*REQUIREMENT*: Every line of the records below that holds the word "object" should be copied out.

*MATERIAL FOR THE TASK*:
───
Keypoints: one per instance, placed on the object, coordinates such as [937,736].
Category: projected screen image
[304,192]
───
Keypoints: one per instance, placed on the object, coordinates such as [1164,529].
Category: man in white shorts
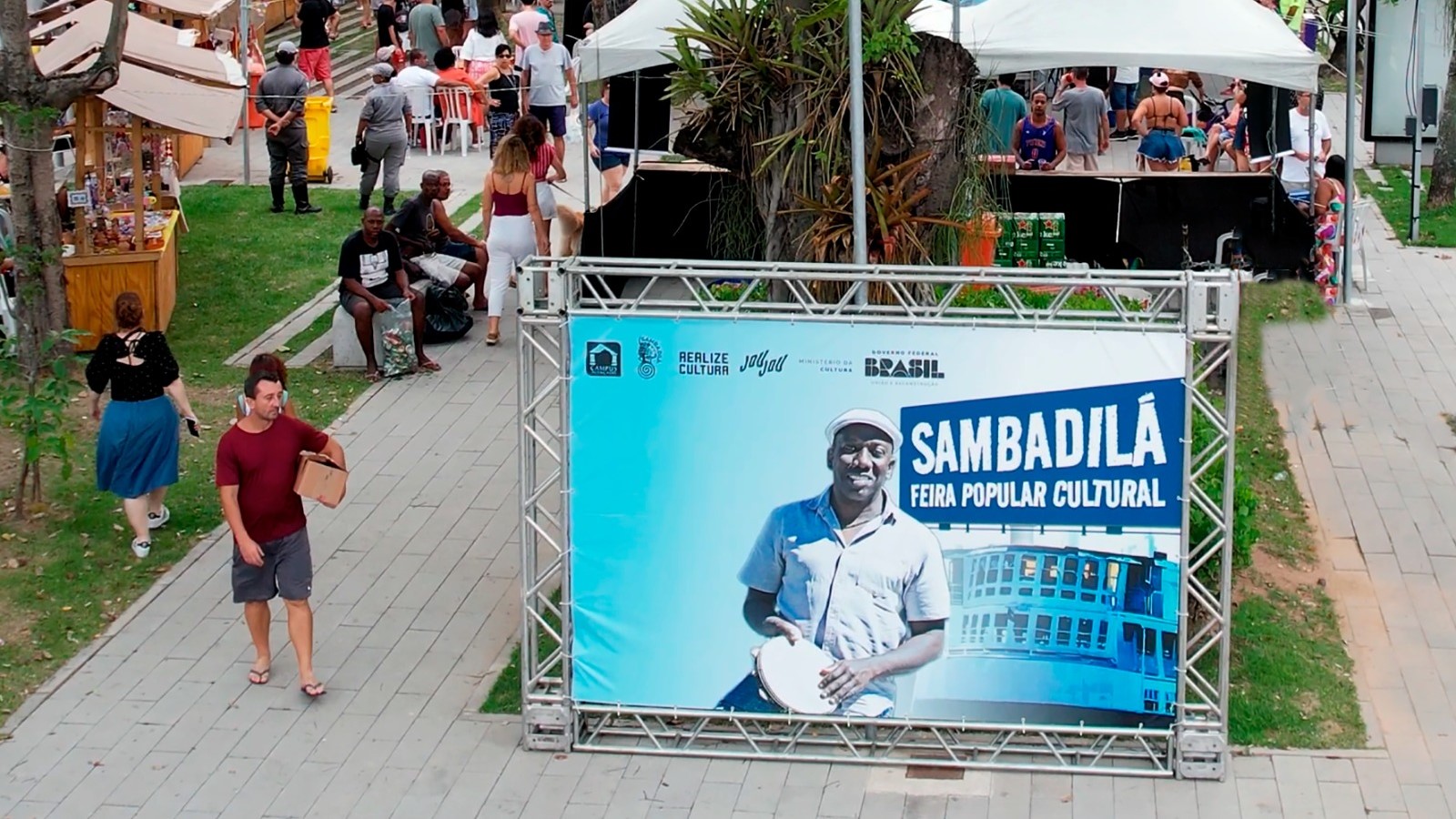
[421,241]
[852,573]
───
*ANSWER TO THIS TASK*:
Keypoints: one per instance, placed on the object, coordinates such as [937,736].
Keypoints: one per instance, placed on the object, coordinates such as [1164,529].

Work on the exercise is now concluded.